Records to use =
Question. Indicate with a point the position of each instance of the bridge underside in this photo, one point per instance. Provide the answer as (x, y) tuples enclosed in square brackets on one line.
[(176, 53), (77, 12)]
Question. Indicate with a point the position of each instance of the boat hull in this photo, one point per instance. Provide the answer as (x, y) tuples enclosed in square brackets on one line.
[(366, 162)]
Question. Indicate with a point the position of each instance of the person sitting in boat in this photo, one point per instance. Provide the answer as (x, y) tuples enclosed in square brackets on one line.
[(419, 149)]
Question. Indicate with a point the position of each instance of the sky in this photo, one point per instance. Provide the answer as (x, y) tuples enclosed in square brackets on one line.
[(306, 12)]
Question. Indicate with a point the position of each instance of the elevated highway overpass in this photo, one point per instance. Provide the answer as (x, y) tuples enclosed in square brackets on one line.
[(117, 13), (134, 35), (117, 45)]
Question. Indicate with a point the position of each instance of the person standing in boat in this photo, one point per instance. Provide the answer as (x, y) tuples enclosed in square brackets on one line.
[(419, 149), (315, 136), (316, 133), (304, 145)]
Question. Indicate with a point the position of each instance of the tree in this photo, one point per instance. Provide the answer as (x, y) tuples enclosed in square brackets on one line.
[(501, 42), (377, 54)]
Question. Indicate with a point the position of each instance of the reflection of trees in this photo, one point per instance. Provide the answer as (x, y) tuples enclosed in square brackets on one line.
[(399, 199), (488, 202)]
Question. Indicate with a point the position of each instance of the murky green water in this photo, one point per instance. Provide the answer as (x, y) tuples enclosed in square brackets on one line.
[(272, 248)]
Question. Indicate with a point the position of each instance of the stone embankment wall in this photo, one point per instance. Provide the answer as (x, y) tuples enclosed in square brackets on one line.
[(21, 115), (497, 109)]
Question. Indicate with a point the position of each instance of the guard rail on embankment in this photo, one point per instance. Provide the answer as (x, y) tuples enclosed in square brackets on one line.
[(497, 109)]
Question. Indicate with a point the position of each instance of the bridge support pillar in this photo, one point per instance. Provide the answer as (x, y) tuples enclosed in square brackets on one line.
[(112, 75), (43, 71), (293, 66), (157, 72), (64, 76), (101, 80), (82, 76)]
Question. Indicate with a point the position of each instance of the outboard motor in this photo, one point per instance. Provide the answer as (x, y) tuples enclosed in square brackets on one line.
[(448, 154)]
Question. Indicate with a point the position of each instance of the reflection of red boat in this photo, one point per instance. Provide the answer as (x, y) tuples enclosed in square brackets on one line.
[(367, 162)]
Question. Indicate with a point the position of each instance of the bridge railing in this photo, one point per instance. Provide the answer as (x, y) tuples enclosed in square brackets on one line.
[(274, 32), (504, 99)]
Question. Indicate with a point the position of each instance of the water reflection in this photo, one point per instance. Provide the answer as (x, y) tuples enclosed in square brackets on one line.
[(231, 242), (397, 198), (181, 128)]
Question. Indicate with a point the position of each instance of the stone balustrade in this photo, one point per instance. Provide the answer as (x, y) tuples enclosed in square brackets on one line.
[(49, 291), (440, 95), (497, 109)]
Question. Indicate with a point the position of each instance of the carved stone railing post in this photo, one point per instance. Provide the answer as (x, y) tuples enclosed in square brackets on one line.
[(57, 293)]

Problem to work on =
Would you repeat the records above without any changes?

Problem solution =
Question. Indicate with a point the position of each instance of the bridge underside in this photo, one point per instance. Provide the answer as (x, y) tuples enclosed in square brackets on one line.
[(176, 53), (77, 12)]
Question. Indicate with a point the position of each instance of the boat hull in this photo, one point per instance. Provide the answer as (x, y) tuples enclosed in square brackets on one line.
[(366, 162)]
Question. Indicate with a point the position of each instance of the person sitting in boat in this photo, one point per instance. Provide the answer as (x, y) tuples enclosed in square brackets on one line.
[(419, 149)]
Question. Indicate with a point the position of each instance of the sky in this photo, one point per instance. Provide the answer as (x, y) tuples enclosed in square brackets on one line.
[(306, 12)]
Question. Indicate with a point the position of each instance of the elevated highway overpass in this photo, one point per instance. Provide the answer as (x, y) tuples enclosed in square brackets on one line.
[(117, 13), (134, 35), (117, 45)]
Question. Indicate with a point the position of each instance of the person standing in boat in this photo, one point per instance. Provide the answer as (x, y) tuples enclosed in square brackets on one line.
[(419, 149), (315, 136), (316, 133), (304, 145)]
Question. Indicate with a point the position of each instance of the tree in this photo, one point per instance. Provide the answer as (x, y) tuples enclosed in square brackets on one line.
[(501, 42), (377, 54)]
Question. Indicate with a point the position of each instance of the reflection of trees in this photo, one point per instance. Provide the answer as (x, y) tuples enclosed in square brackets on one line.
[(399, 199), (488, 202)]
Question. Indicate with a point the position of each instance of the murky green water in this photo, one point per instance. Provide the answer as (x, y) tuples enclosed in square brackets on one line.
[(272, 248)]
Question. Indicate with a point the position of each instance of the stone embankment wall in this photo, one point per instance. Provide the answer as (x, y) tuples enclosed in square brackets on one line.
[(21, 115), (497, 109)]
Question. Indicate with a point the position of each instance of the guard rail on embankment in this photo, one point per instance. Provide the answer as (x, y) tuples enclosed in square brackets on one line.
[(497, 109)]
Question. Indicate with a point the position of each instance of the bridge support pillar in this photo, one point per instance. Provide the answer as (x, y) tuples enclosed in square brackets on one line.
[(112, 75), (43, 71), (293, 66), (157, 72), (64, 76), (101, 80), (82, 76)]
Question. Indicate with a point the position of each instance of the outboard motor in this photo, one point per instance. Provide the answer as (x, y) tuples enclosed in square brackets on one line.
[(448, 154)]
Question. Indicate with a point the position of each instance of the reflection of red boat in this photo, one point per instance. Provide the answer as (x, y) tuples enclosed in square brackets on one line.
[(367, 162)]
Question. Indicate with a point the position of each instance of the bridge railing in this photo, one point per instance. Provide the answer as (x, y) tuples enclosed in square brackets on one line.
[(274, 32), (504, 99)]
Question. Indicate with a point the position of each instance of the water reflection in this photo, one point per instance. Provide the answer as (x, y) tuples enclosed in square brackets on one line.
[(231, 242), (397, 198), (181, 128)]
Question. Indicate with a point the position of each instance of the stone balustrade in this photo, one point per instance. Provide the answer as (x, y) tuples enclosed in square brackets on one line.
[(49, 291), (440, 95), (497, 109)]
Question. Indicate with a point the position of each instance of the carved stone railing post in this photo, one point per instance. Provide the answer as (x, y) tuples enclosed in square brackets on one line.
[(57, 293)]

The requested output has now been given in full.